Task objective:
Gather every line of the entries that contains the word "child", copying each one out in full.

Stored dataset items

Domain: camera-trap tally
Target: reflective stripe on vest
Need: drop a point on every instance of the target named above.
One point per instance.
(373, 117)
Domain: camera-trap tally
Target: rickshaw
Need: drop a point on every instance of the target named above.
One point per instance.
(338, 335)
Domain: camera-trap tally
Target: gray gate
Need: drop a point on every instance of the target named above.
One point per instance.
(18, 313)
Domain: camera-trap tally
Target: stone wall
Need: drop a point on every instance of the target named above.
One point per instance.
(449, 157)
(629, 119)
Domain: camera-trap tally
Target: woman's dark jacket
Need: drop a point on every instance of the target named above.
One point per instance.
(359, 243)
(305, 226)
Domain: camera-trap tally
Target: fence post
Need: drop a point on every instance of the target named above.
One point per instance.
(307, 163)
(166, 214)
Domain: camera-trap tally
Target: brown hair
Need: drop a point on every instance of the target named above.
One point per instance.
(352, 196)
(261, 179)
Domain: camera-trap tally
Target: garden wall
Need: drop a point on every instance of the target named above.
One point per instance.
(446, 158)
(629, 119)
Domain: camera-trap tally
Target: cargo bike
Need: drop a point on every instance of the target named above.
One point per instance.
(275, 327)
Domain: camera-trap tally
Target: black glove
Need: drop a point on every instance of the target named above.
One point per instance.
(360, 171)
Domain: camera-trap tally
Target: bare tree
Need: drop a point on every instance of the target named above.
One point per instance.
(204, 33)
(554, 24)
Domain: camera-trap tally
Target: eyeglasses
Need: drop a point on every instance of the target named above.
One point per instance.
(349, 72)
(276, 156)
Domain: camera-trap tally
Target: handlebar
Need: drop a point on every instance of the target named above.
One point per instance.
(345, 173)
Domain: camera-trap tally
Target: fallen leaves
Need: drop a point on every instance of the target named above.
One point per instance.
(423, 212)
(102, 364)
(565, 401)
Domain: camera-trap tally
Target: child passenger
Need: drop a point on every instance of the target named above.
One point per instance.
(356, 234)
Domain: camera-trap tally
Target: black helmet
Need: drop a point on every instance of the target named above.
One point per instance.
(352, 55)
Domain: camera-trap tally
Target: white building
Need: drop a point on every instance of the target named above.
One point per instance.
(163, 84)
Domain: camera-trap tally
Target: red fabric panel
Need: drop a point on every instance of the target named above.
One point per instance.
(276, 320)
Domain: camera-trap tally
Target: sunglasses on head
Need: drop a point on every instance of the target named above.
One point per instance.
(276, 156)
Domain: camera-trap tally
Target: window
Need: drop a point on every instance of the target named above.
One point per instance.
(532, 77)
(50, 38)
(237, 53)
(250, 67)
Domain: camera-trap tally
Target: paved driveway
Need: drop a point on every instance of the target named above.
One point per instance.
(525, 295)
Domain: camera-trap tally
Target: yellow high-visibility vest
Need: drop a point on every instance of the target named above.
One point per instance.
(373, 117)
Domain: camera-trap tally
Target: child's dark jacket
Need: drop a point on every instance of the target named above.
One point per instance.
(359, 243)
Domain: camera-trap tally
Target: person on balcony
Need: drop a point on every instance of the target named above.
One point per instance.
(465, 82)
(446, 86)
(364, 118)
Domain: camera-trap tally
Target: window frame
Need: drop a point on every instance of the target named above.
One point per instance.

Finished task:
Target: child passenger
Target: child's dark jacket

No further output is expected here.